Supplied information:
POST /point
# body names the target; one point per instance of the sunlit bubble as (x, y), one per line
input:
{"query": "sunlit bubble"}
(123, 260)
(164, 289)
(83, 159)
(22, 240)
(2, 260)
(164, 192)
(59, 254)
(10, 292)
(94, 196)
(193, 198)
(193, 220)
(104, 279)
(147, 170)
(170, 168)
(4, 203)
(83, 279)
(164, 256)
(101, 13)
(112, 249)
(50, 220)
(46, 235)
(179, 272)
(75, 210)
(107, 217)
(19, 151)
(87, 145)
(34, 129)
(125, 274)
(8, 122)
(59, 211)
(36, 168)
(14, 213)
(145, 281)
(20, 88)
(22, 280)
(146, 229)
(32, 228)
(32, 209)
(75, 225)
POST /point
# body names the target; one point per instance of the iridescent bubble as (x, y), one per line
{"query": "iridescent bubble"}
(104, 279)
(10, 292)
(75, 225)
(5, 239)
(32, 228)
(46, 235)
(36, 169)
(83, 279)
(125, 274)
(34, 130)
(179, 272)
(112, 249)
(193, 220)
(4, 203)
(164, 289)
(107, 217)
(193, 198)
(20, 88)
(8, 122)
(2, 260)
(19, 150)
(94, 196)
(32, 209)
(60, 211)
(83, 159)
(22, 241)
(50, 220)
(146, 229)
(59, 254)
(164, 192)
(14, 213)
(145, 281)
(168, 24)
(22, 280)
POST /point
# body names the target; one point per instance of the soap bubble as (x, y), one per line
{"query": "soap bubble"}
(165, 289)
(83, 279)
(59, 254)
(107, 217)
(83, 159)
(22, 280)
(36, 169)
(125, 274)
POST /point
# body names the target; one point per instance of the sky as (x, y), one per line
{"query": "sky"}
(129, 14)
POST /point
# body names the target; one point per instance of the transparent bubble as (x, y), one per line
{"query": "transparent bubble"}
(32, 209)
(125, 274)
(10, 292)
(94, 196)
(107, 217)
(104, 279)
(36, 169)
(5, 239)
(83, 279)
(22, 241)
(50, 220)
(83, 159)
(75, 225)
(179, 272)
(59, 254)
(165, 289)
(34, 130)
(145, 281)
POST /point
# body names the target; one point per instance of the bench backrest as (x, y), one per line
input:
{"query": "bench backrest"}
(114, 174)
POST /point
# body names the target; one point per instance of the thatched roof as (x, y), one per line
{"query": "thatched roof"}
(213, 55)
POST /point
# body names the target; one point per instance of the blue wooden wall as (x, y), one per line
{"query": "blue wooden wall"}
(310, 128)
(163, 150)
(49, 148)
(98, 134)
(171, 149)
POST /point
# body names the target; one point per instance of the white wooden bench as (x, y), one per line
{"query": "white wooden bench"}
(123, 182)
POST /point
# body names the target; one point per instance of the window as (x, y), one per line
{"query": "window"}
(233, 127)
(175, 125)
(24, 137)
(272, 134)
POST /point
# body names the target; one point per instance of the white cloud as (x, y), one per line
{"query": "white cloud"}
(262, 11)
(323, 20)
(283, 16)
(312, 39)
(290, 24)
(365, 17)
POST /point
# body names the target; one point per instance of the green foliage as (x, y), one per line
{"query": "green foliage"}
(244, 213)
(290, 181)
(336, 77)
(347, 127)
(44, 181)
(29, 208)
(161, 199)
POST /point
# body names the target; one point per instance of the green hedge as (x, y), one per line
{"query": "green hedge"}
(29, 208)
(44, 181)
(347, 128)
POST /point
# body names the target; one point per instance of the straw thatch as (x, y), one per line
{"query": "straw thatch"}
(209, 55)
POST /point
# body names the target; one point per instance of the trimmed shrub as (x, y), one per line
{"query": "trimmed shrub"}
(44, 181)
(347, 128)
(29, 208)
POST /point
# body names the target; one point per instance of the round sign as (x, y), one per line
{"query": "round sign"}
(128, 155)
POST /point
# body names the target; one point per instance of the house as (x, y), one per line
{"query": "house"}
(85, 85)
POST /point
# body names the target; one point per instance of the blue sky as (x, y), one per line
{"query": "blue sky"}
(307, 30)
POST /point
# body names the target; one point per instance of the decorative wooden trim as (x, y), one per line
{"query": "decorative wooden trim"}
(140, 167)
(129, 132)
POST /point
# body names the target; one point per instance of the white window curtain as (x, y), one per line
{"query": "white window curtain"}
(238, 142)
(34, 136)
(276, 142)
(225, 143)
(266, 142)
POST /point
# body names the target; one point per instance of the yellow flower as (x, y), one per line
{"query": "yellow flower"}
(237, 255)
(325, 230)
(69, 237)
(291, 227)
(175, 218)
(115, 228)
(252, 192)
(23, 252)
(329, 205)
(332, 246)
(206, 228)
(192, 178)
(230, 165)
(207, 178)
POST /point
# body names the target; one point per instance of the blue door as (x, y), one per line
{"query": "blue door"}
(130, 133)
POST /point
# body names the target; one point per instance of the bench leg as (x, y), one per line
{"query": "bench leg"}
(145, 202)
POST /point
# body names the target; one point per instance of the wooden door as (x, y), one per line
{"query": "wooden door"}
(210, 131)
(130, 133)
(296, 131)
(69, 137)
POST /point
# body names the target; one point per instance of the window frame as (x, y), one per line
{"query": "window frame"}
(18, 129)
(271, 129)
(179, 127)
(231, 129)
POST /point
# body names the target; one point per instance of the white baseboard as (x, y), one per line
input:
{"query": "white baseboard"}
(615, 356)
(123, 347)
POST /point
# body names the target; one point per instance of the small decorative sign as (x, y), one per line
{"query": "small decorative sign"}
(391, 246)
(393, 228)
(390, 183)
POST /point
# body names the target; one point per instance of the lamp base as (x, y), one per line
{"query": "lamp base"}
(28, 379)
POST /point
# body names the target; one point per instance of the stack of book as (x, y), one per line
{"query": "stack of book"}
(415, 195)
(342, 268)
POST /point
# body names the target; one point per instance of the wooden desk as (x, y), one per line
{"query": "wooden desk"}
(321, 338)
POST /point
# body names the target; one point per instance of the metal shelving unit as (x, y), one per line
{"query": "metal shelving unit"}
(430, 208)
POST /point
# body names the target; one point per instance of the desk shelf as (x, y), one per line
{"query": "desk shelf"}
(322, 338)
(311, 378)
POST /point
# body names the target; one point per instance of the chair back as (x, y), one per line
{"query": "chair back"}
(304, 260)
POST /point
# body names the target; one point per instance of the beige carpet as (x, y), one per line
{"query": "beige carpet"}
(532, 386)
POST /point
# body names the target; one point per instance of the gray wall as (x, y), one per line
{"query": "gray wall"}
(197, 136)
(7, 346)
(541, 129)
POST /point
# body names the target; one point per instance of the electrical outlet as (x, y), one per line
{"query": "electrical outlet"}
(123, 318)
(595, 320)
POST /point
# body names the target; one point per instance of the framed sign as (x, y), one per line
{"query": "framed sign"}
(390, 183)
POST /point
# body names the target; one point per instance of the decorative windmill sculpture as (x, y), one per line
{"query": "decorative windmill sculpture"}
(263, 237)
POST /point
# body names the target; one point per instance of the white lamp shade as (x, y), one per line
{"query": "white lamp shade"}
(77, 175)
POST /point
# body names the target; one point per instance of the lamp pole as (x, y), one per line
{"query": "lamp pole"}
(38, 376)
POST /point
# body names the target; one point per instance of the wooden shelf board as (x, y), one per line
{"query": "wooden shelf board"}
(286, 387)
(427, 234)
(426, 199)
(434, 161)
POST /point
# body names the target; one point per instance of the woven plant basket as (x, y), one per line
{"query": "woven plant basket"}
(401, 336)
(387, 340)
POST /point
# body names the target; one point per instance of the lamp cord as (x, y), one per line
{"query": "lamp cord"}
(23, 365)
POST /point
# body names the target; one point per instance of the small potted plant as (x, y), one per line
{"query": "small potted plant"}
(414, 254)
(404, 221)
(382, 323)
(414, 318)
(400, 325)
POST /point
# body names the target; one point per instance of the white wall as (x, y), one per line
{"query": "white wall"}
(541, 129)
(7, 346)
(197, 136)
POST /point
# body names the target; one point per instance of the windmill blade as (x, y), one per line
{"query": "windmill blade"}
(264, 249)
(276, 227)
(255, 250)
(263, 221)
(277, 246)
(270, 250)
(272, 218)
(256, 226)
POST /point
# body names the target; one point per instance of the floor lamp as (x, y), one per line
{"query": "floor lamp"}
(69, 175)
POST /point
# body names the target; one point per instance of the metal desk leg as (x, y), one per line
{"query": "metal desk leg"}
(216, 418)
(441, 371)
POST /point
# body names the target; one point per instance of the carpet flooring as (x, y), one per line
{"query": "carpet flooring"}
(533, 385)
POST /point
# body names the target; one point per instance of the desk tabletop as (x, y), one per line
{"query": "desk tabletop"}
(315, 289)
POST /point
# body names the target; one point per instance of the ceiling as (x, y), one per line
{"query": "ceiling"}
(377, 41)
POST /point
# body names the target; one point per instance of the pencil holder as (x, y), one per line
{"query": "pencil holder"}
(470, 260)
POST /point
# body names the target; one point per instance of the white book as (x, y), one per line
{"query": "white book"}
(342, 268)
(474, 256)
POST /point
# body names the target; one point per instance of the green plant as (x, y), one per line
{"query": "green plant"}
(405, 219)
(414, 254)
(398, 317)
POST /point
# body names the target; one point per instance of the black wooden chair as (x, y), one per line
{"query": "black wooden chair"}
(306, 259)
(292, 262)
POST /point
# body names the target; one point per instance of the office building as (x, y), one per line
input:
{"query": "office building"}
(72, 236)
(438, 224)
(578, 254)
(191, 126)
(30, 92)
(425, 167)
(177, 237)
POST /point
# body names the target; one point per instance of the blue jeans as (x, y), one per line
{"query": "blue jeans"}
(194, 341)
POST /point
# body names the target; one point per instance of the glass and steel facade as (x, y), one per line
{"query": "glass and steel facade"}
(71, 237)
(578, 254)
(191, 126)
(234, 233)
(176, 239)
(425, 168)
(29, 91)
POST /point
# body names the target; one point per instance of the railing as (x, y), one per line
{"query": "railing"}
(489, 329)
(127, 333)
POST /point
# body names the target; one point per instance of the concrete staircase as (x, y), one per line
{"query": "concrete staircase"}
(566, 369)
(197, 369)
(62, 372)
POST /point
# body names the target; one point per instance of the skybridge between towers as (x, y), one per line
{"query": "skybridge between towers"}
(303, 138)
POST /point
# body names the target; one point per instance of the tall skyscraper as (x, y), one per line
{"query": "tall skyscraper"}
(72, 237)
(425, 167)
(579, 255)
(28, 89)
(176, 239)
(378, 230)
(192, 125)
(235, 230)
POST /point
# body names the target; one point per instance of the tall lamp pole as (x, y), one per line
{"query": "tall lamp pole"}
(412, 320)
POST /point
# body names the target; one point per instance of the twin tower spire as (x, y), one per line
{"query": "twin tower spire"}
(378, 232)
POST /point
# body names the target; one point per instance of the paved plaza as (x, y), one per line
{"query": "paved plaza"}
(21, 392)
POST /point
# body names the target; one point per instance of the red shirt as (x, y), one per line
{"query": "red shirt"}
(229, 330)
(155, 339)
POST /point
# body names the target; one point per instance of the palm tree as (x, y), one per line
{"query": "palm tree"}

What is expected: Locate every line in the data above that contains the word "house", and copy each of those lines.

Task response:
# body names the target; one point per instance of the house as (x, y), one per line
{"query": "house"}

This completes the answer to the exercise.